◆ WRITTEN PROBLEM: Please count how many lines in the entries below contain the word "clock", and reply with only that number.

Entries for bounding box labeling
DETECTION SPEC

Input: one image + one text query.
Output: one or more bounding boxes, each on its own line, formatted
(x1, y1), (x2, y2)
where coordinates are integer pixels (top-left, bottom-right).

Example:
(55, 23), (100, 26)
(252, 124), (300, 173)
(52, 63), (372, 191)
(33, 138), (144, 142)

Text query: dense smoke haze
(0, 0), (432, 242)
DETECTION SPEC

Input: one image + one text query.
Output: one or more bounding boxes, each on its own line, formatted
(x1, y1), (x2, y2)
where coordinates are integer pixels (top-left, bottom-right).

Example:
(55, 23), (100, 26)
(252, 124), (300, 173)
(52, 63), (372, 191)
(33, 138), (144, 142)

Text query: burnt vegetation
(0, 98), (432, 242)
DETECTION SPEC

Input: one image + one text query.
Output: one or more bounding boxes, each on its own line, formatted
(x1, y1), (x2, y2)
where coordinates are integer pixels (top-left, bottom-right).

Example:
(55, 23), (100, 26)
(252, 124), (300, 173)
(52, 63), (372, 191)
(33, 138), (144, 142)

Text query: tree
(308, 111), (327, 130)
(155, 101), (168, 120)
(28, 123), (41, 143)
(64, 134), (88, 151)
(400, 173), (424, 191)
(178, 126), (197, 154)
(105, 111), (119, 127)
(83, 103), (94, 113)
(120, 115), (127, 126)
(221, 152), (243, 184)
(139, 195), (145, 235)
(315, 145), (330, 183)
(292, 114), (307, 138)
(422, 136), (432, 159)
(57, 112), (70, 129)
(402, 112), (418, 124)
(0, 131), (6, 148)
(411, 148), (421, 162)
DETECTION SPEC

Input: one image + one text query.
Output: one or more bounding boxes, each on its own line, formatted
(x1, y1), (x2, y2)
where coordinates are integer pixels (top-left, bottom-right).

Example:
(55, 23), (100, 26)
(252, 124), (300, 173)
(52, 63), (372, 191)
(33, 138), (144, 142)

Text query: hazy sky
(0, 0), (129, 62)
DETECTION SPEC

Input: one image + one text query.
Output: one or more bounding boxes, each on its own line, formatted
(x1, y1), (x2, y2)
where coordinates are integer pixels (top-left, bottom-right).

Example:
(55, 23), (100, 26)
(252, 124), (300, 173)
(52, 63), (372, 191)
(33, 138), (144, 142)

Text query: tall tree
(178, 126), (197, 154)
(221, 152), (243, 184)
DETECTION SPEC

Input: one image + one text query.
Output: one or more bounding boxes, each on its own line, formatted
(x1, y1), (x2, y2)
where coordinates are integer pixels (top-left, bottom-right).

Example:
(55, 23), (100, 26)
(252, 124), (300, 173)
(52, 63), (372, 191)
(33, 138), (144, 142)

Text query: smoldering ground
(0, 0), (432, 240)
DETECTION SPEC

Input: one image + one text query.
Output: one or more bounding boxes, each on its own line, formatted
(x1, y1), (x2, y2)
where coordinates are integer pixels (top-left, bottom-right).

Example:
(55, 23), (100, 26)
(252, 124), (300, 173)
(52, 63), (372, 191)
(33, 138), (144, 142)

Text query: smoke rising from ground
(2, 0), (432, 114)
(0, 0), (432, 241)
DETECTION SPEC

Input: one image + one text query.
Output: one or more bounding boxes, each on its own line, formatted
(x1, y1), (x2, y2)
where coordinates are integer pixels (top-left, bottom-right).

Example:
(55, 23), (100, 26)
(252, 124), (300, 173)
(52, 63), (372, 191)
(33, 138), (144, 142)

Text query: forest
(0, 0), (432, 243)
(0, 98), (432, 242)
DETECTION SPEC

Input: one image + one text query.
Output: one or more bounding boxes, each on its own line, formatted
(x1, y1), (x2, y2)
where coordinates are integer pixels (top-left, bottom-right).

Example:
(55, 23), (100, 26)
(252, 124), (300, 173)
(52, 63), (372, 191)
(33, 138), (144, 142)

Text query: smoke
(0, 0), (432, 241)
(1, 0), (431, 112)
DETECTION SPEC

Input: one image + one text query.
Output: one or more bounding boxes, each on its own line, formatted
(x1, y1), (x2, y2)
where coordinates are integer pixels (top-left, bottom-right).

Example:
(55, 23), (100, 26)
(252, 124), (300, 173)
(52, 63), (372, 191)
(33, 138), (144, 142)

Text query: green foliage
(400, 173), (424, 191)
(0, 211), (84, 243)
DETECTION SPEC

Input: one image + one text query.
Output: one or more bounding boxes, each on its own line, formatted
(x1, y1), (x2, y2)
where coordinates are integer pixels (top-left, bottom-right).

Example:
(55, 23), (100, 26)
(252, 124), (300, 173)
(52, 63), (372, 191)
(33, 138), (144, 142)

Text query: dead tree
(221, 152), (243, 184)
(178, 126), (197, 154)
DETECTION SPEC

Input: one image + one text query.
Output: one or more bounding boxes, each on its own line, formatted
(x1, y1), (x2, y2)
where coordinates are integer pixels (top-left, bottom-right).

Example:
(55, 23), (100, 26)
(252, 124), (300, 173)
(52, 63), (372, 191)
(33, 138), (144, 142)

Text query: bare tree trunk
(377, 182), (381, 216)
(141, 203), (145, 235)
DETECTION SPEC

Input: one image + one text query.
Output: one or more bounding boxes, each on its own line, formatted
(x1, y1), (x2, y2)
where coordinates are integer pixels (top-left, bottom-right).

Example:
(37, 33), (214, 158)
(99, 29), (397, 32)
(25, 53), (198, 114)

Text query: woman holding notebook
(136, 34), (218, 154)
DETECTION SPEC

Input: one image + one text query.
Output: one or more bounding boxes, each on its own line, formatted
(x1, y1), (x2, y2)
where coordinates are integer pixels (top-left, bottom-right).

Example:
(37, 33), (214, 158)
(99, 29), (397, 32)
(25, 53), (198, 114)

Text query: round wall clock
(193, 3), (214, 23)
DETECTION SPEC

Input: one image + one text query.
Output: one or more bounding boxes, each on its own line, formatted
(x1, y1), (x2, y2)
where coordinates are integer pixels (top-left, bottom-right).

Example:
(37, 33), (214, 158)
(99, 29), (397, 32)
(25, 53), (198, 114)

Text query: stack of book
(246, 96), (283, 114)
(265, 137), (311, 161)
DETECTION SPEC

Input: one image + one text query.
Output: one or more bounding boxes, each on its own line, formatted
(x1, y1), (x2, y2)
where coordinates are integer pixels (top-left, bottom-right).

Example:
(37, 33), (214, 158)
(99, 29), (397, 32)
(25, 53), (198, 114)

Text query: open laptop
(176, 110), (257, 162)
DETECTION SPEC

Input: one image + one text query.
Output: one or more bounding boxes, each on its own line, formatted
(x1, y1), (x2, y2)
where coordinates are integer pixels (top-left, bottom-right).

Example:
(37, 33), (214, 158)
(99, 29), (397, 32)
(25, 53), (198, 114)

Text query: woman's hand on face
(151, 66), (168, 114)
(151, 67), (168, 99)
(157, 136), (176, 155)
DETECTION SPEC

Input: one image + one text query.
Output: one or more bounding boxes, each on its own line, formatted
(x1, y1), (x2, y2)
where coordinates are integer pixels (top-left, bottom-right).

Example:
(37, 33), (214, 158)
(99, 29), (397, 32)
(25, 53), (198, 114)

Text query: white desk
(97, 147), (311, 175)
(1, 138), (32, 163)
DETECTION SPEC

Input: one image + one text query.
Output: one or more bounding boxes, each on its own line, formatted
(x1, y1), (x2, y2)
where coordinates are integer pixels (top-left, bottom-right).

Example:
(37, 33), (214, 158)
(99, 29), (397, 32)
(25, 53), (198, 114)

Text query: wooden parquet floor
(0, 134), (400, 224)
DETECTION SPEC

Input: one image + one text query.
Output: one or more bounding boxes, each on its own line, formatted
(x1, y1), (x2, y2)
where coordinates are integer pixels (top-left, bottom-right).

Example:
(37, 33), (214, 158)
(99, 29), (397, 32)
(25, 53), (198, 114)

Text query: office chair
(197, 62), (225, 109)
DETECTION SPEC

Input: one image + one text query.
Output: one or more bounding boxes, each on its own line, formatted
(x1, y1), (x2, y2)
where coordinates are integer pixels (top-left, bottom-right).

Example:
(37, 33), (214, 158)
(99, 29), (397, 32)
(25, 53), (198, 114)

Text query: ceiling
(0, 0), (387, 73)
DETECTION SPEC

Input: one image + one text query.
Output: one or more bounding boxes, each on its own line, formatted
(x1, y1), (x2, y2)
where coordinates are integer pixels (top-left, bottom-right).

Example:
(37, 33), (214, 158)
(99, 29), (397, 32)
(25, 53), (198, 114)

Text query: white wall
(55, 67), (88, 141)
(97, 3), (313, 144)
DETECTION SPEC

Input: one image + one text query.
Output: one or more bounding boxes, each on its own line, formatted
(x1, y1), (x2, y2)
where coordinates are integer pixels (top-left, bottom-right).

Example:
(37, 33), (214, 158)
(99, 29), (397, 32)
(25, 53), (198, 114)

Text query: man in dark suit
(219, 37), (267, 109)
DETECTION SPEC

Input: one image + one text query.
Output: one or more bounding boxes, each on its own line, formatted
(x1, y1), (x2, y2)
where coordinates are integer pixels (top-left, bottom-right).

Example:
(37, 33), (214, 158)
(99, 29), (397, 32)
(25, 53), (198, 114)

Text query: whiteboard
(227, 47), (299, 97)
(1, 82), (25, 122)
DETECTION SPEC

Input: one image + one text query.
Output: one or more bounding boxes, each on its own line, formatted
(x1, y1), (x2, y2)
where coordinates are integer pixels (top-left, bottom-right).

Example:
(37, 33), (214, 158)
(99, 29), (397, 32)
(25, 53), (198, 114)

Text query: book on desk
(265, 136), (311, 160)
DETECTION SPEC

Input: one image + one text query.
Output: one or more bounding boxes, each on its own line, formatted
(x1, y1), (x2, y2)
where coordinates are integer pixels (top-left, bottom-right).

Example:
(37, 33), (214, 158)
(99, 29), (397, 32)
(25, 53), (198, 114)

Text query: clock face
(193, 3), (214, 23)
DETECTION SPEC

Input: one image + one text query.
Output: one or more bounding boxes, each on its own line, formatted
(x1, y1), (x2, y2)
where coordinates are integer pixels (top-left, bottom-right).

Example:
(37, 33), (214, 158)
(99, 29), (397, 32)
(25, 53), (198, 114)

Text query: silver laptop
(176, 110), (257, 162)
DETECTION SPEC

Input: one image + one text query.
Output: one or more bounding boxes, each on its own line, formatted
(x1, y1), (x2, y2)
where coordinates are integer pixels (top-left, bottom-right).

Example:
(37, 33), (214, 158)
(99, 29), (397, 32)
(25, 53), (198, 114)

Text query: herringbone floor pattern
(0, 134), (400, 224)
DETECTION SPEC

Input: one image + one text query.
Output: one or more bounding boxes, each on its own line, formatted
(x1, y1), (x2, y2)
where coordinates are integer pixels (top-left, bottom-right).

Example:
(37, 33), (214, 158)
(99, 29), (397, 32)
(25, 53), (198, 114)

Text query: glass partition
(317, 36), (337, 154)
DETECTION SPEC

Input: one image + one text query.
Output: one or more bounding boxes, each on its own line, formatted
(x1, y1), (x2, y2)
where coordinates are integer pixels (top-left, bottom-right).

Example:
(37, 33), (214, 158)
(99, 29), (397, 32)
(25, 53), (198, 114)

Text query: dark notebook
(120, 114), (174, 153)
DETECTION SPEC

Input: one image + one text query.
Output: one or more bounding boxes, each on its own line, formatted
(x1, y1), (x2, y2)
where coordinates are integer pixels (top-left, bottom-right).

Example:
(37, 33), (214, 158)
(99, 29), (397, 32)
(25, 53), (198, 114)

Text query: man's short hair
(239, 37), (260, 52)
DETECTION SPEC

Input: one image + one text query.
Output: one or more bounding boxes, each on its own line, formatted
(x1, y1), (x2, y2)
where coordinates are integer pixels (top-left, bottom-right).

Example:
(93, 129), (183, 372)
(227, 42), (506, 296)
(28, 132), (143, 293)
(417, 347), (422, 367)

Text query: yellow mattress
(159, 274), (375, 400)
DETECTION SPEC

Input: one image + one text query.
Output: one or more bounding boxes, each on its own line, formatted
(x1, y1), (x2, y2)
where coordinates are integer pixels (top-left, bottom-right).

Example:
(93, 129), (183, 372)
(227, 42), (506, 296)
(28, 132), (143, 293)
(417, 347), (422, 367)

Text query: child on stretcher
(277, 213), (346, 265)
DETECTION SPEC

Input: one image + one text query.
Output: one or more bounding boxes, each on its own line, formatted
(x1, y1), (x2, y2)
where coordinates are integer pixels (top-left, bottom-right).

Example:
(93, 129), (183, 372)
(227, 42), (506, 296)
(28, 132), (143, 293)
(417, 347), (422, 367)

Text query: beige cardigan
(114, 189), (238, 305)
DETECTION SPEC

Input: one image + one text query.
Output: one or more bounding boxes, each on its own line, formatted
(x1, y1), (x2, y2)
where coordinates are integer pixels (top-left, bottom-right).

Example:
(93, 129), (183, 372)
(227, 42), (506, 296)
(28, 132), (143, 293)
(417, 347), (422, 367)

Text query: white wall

◆ WRITTEN REPLY: 2